Try it ▸ Will you write out the data exactly, excluding every picture?

Dataset entries:
------------
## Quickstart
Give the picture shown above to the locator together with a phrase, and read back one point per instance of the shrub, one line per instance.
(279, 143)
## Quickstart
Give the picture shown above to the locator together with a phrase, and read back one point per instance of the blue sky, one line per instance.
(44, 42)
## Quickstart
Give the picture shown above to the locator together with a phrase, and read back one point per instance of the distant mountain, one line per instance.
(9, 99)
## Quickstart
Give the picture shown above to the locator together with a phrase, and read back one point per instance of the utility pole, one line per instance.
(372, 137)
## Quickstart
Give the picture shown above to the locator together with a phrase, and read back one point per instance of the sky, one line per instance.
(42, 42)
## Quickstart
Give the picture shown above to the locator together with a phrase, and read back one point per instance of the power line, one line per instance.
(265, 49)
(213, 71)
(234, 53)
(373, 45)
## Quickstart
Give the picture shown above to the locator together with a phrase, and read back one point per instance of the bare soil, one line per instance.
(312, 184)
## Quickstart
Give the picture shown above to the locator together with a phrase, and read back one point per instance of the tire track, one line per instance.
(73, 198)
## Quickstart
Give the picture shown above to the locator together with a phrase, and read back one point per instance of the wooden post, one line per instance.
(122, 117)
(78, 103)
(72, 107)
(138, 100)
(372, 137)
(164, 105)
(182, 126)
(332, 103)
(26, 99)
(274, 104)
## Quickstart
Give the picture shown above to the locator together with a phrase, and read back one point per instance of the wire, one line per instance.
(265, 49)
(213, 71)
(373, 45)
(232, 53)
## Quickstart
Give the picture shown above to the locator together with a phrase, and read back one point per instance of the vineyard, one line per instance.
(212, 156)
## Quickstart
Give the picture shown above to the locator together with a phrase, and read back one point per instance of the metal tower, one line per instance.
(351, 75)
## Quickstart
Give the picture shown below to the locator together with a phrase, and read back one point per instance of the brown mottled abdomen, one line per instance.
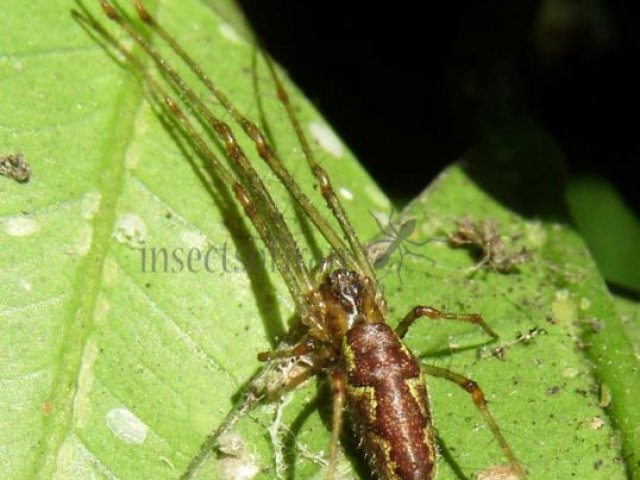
(387, 403)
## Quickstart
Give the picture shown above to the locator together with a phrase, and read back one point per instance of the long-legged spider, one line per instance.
(341, 330)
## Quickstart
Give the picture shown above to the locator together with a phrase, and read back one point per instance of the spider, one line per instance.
(341, 331)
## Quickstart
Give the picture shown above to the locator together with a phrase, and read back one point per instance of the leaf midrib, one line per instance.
(79, 322)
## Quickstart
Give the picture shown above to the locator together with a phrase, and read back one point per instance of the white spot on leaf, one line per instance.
(126, 426)
(90, 205)
(326, 139)
(131, 230)
(21, 226)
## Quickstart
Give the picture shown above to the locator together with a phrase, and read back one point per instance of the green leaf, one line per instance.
(112, 370)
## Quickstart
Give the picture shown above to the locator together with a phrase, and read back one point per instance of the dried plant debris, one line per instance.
(15, 166)
(483, 238)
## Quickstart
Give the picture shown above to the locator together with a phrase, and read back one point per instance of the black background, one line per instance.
(387, 77)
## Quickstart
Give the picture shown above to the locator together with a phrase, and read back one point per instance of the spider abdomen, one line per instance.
(387, 403)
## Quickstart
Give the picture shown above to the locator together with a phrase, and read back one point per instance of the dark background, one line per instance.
(408, 90)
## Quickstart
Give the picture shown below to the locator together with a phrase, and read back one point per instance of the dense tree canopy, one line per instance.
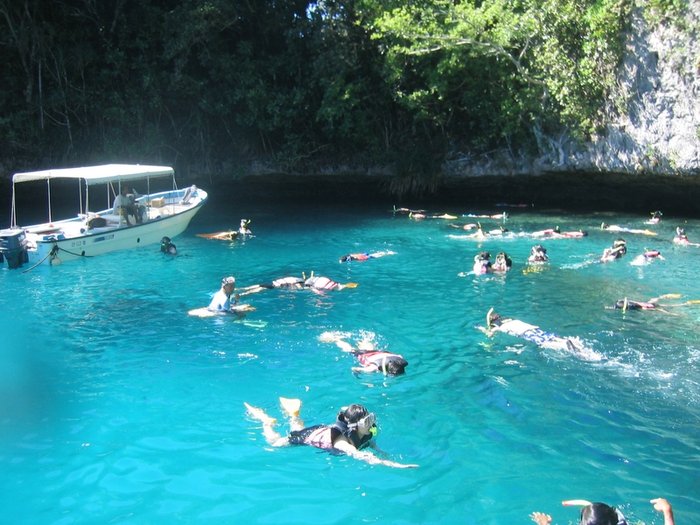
(214, 84)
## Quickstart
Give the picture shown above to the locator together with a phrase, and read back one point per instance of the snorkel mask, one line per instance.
(366, 424)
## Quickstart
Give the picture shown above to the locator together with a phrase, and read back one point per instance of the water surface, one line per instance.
(118, 407)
------------
Written reply ▸
## Quickstart
Give the picture shown above to the locator together with a phrase, and read back one point per instance of the shrub, one line per instance.
(279, 143)
## Quickstart
Give the picture shown above to the locator together with a phrase, and read back one point per instance of the blue sky, one line per instance.
(44, 42)
## Quickstart
Give the picture shown above to the locator together with a phrase, and read back one point per instance of the distant mountain, one line per instance.
(9, 99)
## Quickstart
Give the picture shown above to the locator together with a phrase, and read back one point per instance of the utility pole, one line per instance.
(372, 137)
## Quickstart
Give the picture shown above to the locator together with a phrase, and read back one point per instance of the sky, one line per instance.
(42, 42)
## Quickstart
Give the picture shown above to the locator together with a phrase, and read back one point per instance of the power line, one line per instance.
(265, 49)
(213, 71)
(234, 53)
(373, 45)
## Quickstart
Give the picture shown above to the locator together with a phrase, and read back one point per instance of the bare soil, one line per instance.
(312, 184)
## Quickstart
Give the picture shown above to the locator together with a phrase, and read back one point per instance of the tire track, one line per instance.
(73, 198)
## Quickstart
Give the picture shown above to the locator together with a phrase, and read back one point per instance of the wooden post, one line per instance.
(122, 117)
(78, 103)
(72, 107)
(138, 100)
(372, 137)
(164, 105)
(182, 126)
(332, 103)
(26, 99)
(274, 104)
## Quickstart
Give the picture shown above to the locator together with a phrase, and read back one point per instance of the wire, one line per instance.
(265, 49)
(213, 71)
(373, 45)
(232, 53)
## Quickstart
Give the picture shown above to the locator together with a phrase, and read back one point per instance of the vineyard, one line per instance.
(212, 156)
## Quickstart
Give the picture shown above to the locator together with a phrase, and read back one point per instance of the metal tower, one line per instance.
(351, 75)
## Quickstart
Give the picture shown below to the locator together with a phrase, and read back one point per instance of the brown mottled abdomen, one line per instance.
(387, 403)
## Quickstart
Give the picture shown above to the locator together with a phrase, and read back one point per instance of the long-legged spider, one line per instance.
(341, 330)
## Quickstart
Give the picture shown above to the locator together with a phrase, and read back one point per instance of the spider, one line per instance.
(341, 331)
## Quickstart
Give the picture shown above to the locator together with a phrase, and read back one point per instance of the leaf midrib, one line per instance.
(79, 322)
## Quickstart
Give the picture shown above to the locator together with a phrase, and read back one point per instance of the white spot on leaf, one line per instance.
(126, 426)
(90, 205)
(326, 139)
(131, 230)
(21, 226)
## Quickstart
Give the picture shown above to the locator together with a phrase, and read back one point per instance of the green leaf, one line per instance.
(112, 370)
## Quickstart
Give the picture shown above to the locator together with a phrase, and read back one point per instance of the dried plant debris, one line per instance.
(15, 166)
(483, 238)
## Quickstart
Give the picture shown above to the locator together with a phrase, and read back one point per instance of the black background, one line per instance.
(387, 77)
## Quickstart
Give the picture shown above to the locator together with a phrase, and read back one point per instance of the spider abdomen, one line per instance.
(387, 403)
## Quickstart
Give the picture shown above to the locator together with a phrase, and read back one point per instance of the dark background, one line per instance.
(408, 90)
## Quickstart
Give the picture shown below to the locator together with a phrase, and read back one point per instance of the dense tree canopy, one line per instance.
(214, 84)
## Quickstart
Give the picture shown above to the locator together with a phrase, and read back one point per instance of the snorkel mask, one line per instance.
(366, 424)
## Quickstart
Give the picture shown above to the locator together with a phrase, and read back one point per instance of the water surface, one line per instance.
(118, 407)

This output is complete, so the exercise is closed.